> [REQUIRED WORK]: The reply has to contain each record exactly as written.

[Dataset entries]
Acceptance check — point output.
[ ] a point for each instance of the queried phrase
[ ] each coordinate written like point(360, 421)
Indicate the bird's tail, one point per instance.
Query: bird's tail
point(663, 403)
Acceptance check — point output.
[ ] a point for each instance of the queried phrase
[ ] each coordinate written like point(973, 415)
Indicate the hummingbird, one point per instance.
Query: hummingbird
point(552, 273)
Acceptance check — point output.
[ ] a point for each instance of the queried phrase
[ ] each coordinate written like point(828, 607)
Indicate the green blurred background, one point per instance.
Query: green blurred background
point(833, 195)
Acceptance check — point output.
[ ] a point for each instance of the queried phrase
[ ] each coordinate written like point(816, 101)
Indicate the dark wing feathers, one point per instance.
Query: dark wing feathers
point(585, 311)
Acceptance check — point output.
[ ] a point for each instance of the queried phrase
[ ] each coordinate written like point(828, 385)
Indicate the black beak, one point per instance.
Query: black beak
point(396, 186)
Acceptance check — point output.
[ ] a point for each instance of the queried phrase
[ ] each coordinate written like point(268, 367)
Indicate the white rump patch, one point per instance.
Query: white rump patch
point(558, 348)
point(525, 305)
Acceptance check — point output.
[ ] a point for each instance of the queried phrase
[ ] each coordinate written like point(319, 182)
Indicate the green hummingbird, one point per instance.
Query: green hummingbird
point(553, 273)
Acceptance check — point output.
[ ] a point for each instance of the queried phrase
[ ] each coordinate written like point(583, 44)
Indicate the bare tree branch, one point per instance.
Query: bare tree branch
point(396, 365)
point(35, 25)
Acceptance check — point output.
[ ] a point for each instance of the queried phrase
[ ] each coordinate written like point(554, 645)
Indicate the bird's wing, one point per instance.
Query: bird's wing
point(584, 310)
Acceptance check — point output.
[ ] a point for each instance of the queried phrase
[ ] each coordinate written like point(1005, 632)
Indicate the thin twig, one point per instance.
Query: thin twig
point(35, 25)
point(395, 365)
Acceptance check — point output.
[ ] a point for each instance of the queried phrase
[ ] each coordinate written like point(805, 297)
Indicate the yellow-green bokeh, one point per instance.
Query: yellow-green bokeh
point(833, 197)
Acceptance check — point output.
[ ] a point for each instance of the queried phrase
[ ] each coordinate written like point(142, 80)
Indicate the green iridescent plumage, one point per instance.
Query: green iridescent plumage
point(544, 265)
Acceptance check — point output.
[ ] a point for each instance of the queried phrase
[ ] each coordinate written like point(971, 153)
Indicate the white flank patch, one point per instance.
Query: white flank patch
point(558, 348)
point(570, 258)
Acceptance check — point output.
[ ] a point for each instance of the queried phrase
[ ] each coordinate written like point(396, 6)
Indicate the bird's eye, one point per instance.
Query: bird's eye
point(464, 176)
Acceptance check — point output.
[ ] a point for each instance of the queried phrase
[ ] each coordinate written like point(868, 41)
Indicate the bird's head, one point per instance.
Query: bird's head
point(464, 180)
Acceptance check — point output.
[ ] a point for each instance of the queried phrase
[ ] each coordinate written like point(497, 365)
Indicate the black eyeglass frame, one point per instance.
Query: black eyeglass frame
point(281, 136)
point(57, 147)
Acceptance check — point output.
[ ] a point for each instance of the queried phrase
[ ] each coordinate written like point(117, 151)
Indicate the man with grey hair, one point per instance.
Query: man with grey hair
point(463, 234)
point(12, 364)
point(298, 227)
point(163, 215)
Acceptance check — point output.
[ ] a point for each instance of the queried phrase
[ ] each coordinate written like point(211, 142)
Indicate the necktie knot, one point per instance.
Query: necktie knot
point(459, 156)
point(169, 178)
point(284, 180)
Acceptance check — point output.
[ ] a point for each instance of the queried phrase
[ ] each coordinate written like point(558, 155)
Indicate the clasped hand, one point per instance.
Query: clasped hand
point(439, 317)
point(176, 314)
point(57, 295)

> [EXERCISE RESPONSE]:
Acceptance check — point output.
[ ] a point for each instance of the queried phrase
[ ] each coordinate written like point(360, 421)
Indicate the bird's tail, one point per instance.
Query: bird's tail
point(663, 403)
Acceptance check — point output.
[ ] a point for each instance of the queried phrase
[ ] each coordinate written like point(973, 415)
Indicate the hummingbird, one point per instance.
Query: hummingbird
point(552, 273)
Acceptance check — point output.
[ ] a point for each instance of the queried phrase
[ ] each coordinate written like point(828, 607)
Indicate the green blurred background, one point per instance.
Query: green blurred background
point(833, 195)
Acceptance check — point output.
[ ] a point for each instance of the queried phrase
[ ] each coordinate written like point(816, 101)
Indicate the dark wing feathers, one point per instance.
Query: dark wing feathers
point(585, 311)
Acceptance check — point output.
[ ] a point for each instance of the queried phrase
[ ] each coordinate written like point(828, 385)
Indicate the black beak, one point per instance.
Query: black beak
point(396, 186)
Acceptance check — point output.
[ ] a point for each instance of the queried phrase
[ ] each coordinate written like point(268, 367)
Indicate the white rump patch, one point per instance.
Query: white rump patch
point(558, 348)
point(525, 305)
Acceptance check — point output.
[ ] a point for each instance of the queried phrase
[ ] each coordinate written like point(319, 182)
Indicate the green hummingbird, one point per instance.
Query: green hummingbird
point(553, 273)
Acceptance check — point output.
[ ] a point for each instance of the queried phrase
[ ] each coordinate written like point(583, 44)
Indicate the bare tree branch, one point per instance.
Query: bare tree branch
point(396, 365)
point(35, 25)
Acceptance check — point output.
[ ] a point for each instance of the queried phrase
[ ] each coordinate written like point(554, 645)
Indicate the bird's wing, one point per instance.
Query: bird's wing
point(584, 310)
Acceptance check — point output.
[ ] a point for each instance of the queried phrase
[ ] each coordinate written like point(1005, 632)
Indicate the thin twig, one point per instance.
Query: thin twig
point(35, 25)
point(395, 365)
Acceptance check — point output.
[ ] a point for each instance of the queried phrase
[ ] each coordinate written like point(805, 297)
Indicate the yellow-green bokeh, one point per instance.
Query: yellow-green bokeh
point(833, 197)
Acceptance check — point output.
[ ] a point for each instance of the queried phrase
[ ] each coordinate written like point(142, 80)
Indicate the green iridescent plumage, one point per instance.
Query: green iridescent plumage
point(544, 265)
Acceptance check — point output.
[ ] a point for each instance of the queried phrase
[ ] each coordinate written like point(971, 153)
Indicate the white flank patch, one point per instance.
Query: white flank patch
point(558, 348)
point(570, 258)
Acceptance check — point output.
[ ] a point for each instance of the queried phrase
[ ] each coordinate written like point(396, 6)
Indicate the bird's eye, one point per instance.
Query: bird's eye
point(464, 176)
Acceptance check — point output.
[ ] a point for each instance of the queried phrase
[ ] each coordinate written like point(868, 41)
Indicate the bird's head, one point per instance.
Query: bird's head
point(464, 180)
Acceptance check — point output.
[ ] a point for each instance of the queried phrase
[ ] each coordinate written like point(497, 365)
Indicate the black eyeglass frame, one point per instance.
Query: black eyeglass frame
point(281, 136)
point(57, 147)
Acceptance check — point output.
[ ] a point for each instance of the queried phrase
[ ] each coordinate written like point(117, 151)
Indicate the man with grey hair, one point per instance.
Query: man with grey hair
point(463, 234)
point(12, 364)
point(298, 227)
point(163, 215)
Acceptance check — point output.
[ ] a point for each instance of the queried phrase
[ ] each coordinate written like point(211, 142)
Indicate the necktie knot, one point per instance.
Query: necktie knot
point(459, 156)
point(169, 178)
point(284, 180)
Acceptance check — point output.
[ ] a point for each instance of the queried phrase
[ ] each coordinate written like point(558, 155)
Indicate the clasped hand, one point per instance.
Query: clasped hand
point(439, 317)
point(176, 314)
point(57, 295)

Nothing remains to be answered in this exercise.